抜粋本文:

矯正治療中には,歯の周りの骨の改造(つくりかわり)がおこります.これはちょうど赤ちゃんが大きくなってゆくのと同じような現象です.きちんとバランスのとれた栄養素を取っていないと,骨の改造がうまくいかずきちんと治らないばかりか,長い治療期間がかかってしまいます.
矯正治療中,歯の周りの骨が改造するためには,カルシウム・マグネシウムなどのたくさんのミネラルが必要です.ところが現代の日本人は、食生活の変化などが原因で慢性的にミネラルが不足しています.なかでも顕著なのがカルシウムの不足です.厚生省が毎年行なっている「国民栄養調査」によると,日本人のカルシウム平均摂取量は,成人1日あたりの所要量とされる600ミリグラムに対し、550ミリグラム程度しかありません.
ただでさえミネラルが足りないのに,たくさんのミネラルが必要とされる矯正治療中,気をつけてミネラルの補給を心掛けないと歯が順調に動かなくなるばかりか,将来骨密度の減少から,特に女性では骨粗鬆症が心配されます.
血中カルシウム濃度は,PTH(副甲状腺ホルモン)とCT(カルシトニン)というふたつのホルモンによって常に一定に保たれています.たとえば静脈のなかに高濃度のカルシウムを注射しても,5分と経たないうちに元の血中カルシウム濃度に戻ってしまいます.これは,CTが血中カルシウム濃度があがったことにすぐに反応して,余分なカルシウムを骨の中に蓄えたためです.この逆に血中カルシウム濃度が低くなると,PTHが活性化されて,あっという間に骨の中からカルシウムを溶かしだして血中カルシウム濃度が,低くなりすぎるのを防ぎます.
PTHによる血中カルシウム濃度の調節は,たとえて言うなら銀行の自動融資ににています.ただし自動融資では,電気代¥10,000を入金し忘れたときには¥10,000だけ補てんされますが,PTHは残念ながら,それほど細かい計算はできません.たとえ¥10,000だけしか不足していない場合にも,一回PTHが活性化するとそれこそ¥1,000,000単位で骨に蓄えてあるカルシウムを溶かしだしてしまいます.

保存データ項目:
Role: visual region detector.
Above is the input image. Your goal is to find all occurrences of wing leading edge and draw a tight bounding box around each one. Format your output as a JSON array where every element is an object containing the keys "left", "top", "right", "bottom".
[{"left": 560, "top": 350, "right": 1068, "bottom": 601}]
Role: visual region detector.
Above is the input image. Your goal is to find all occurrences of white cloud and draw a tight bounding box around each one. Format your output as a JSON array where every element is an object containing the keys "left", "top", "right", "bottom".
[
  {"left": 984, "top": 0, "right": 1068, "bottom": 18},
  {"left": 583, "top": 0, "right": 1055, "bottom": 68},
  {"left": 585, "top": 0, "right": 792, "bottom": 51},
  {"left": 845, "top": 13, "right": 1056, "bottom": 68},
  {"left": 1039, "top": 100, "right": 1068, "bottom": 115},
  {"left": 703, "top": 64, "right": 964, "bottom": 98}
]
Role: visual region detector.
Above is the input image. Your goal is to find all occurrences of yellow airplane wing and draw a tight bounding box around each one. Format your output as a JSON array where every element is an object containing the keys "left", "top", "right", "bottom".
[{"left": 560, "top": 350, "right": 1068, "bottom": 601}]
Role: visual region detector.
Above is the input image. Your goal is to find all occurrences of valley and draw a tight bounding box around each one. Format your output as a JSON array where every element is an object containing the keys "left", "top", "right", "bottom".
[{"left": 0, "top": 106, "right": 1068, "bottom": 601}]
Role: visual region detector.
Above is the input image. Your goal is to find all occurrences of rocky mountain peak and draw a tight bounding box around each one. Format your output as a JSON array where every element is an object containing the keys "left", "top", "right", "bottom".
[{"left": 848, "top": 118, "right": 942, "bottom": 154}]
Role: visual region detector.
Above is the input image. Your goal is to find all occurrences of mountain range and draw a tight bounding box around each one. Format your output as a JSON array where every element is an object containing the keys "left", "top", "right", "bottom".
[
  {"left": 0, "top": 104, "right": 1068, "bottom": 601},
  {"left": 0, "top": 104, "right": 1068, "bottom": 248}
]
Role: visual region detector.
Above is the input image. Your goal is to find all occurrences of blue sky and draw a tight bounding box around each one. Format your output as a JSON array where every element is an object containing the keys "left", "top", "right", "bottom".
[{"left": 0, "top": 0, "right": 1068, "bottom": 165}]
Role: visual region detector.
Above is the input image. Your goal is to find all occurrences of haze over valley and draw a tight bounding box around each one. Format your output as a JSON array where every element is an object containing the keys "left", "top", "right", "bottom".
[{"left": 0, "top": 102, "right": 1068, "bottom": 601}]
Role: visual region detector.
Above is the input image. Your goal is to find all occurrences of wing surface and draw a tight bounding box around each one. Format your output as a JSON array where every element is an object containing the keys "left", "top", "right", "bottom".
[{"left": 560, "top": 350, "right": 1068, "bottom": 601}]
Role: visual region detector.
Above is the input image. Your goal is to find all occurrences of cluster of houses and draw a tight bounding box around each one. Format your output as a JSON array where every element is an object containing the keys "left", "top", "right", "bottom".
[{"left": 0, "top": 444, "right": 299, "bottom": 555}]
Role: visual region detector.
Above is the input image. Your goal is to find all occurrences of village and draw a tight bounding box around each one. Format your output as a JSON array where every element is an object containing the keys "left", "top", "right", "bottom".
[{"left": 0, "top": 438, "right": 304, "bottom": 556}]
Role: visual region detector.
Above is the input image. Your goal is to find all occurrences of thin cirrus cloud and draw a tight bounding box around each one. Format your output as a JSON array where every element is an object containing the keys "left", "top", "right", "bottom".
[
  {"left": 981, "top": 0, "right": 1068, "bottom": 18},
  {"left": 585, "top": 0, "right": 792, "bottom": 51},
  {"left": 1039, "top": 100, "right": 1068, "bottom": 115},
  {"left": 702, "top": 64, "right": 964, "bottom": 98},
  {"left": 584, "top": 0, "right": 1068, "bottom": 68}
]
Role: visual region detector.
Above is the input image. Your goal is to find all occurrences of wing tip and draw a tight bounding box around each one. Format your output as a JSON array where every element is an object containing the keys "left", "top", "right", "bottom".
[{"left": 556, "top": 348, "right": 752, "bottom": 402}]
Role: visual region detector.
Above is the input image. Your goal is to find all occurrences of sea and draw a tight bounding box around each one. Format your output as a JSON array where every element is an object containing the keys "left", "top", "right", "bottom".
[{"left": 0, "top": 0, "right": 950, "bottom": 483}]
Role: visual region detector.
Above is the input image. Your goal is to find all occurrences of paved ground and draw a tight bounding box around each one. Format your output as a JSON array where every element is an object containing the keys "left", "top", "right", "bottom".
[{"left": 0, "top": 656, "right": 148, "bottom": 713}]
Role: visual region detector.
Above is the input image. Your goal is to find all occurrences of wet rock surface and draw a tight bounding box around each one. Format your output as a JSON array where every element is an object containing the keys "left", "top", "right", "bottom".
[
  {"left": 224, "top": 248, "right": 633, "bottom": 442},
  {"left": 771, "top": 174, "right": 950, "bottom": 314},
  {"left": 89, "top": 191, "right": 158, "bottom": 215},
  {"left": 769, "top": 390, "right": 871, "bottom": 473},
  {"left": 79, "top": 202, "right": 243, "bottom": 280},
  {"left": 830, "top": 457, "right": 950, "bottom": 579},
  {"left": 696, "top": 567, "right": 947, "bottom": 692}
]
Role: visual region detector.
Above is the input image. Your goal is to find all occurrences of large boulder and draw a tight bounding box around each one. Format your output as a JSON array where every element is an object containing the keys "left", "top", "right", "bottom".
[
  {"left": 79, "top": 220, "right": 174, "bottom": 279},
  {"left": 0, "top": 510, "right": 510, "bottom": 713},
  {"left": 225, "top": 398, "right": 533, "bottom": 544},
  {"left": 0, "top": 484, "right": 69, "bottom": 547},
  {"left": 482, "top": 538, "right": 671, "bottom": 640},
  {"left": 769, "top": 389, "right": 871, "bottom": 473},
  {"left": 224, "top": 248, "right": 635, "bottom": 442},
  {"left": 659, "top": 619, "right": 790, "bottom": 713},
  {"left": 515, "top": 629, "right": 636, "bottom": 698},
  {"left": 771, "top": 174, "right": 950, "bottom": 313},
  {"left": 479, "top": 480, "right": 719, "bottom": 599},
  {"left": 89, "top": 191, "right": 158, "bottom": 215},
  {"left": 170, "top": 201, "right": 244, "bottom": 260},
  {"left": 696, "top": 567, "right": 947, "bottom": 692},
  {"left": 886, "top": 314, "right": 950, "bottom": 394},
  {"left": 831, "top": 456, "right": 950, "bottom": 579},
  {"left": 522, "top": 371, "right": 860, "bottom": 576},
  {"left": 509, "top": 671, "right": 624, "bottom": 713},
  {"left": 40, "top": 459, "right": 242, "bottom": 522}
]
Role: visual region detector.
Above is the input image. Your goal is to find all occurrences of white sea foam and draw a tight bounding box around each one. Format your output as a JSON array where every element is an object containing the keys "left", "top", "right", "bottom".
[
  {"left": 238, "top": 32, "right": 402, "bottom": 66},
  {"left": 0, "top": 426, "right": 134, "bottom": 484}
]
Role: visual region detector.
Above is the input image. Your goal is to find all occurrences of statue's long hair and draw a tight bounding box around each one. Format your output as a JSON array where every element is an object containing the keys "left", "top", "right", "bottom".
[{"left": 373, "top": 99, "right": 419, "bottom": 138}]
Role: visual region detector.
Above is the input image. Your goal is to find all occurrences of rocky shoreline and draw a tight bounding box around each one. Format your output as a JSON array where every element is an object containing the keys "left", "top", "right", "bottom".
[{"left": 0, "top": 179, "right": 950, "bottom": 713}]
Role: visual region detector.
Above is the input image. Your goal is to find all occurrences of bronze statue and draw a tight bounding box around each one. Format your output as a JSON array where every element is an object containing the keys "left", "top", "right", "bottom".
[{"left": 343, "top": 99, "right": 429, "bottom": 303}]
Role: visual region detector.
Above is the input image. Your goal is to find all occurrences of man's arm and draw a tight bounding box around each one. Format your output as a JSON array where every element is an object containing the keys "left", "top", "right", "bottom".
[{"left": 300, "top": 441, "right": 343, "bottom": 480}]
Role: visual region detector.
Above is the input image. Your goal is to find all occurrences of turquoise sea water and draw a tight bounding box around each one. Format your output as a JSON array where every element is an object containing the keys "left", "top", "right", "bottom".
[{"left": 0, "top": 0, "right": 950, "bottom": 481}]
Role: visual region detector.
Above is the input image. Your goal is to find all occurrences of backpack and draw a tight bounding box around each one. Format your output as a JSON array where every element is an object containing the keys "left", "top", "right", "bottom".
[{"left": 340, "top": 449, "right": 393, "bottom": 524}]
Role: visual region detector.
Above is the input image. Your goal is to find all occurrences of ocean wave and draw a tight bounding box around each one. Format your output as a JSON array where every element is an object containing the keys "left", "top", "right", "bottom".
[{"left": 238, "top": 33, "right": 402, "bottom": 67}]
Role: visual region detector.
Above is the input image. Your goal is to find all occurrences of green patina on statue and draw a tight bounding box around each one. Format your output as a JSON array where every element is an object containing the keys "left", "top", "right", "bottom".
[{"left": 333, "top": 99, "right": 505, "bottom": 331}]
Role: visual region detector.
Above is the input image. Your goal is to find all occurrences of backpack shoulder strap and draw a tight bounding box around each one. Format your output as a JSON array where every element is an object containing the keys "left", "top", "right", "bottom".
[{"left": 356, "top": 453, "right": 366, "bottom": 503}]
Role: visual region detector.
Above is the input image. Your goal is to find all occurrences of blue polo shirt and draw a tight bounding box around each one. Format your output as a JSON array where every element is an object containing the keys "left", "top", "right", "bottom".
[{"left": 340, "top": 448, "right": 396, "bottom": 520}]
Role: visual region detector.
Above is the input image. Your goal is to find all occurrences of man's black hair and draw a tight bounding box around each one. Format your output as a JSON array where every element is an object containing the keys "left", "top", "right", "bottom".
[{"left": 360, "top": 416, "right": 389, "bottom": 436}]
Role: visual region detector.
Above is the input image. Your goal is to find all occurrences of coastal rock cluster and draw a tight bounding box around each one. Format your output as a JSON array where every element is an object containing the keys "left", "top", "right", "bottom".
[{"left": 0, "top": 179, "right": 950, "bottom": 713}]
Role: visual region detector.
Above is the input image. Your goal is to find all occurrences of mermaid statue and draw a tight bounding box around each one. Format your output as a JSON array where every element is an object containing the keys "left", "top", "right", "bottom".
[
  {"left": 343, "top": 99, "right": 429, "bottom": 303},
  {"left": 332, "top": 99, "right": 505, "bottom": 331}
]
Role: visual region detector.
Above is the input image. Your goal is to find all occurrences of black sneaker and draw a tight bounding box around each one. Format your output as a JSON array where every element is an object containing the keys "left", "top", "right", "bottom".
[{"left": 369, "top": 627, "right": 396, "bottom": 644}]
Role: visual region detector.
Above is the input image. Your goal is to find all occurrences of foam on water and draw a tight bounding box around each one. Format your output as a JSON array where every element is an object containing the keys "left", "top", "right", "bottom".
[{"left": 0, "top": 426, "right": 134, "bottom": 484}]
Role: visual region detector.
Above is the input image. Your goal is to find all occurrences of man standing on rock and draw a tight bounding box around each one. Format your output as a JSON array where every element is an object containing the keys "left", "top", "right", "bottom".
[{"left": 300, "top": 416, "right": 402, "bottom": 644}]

課題の要件: 矯正治療中のミネラルとカルシウムについての本文を、最後の文の後から書き継いでもらえますか？ このリストは本文とは別個の資料です。

記述回答:
一時,カルシウム神話と言われるほどに,カルシウムのとりすぎが心配されたことがありました.これはミネラルに限らずすべての栄養素について言えることですが,一番大切なのはバランスです.アメリカでは,1日摂取量をRDA(Recommended Dietary Allowance)として設けていますし,我が国の厚生省でも平成12年からカルシウムの最大摂取量を規定することになりました.カルシウムをとりすぎると,高カルシウム血症をおこし慢性疲労・全身浮腫(むくみ)などの症状が出ます.ここで大切なのはカルシウム対マグネシウムの 2 : 1のミネラルバランスです.
マグネシウム
案外知られていないのが,ミネラル・ウオーターがミネラルの補給に,最良の手段であるということです.
もちろん,牛乳や小魚でもいいですが,牛乳は育ち盛りの人でしたらいいのですが体重の増加が心配されます.また小魚や乾燥エビは,カルシウム含有率はとても高いのですが,イオン化していないため素通りしてしまう部分が多く,吸収率から言うと極端に低くなってしまいます.
矯正治療中に限らず,正しい食生活を営むことは自分の生命に対して責任を持つことです.特に「美人も7割は水」といわれるように,ピュアな水を摂取することはミネラルバランスをコンシャスすることと相まって特に重要なことです.
ミネラル・ウオーターといっても,残念ながら火山国であり,地層にミネラル含有量の少ない日本のものはお勧めできません.カルシウムとマグネシウムの含有量を合計した値を硬度と言いますが,硬度の低いいわゆる軟水である日本のミネラル・ウオーターはお茶や水割りなどにしたときの味はとてもいいのですが,ミネラルの補給の点からはお勧めできません.
数あるミネラル・ウオーターの中では,カルシウム含有量が高いヴィッテル・コントレックス・エヴィアンなどがお勧めです.矯正治療中にはヴィッテルがベストでしょう.下の図はカルシウムの吸収率をヴィッテルと牛乳で比較したものです.図からわかるとおり,カルシウム含有率は牛乳の方が4倍と断然高いのに対して,吸収率でみるとヴィッテルのほうが4倍高いため,結果的にはヴィッテルを飲めば牛乳を飲んだときとほぼ同量のカルシウムが摂取できることになります.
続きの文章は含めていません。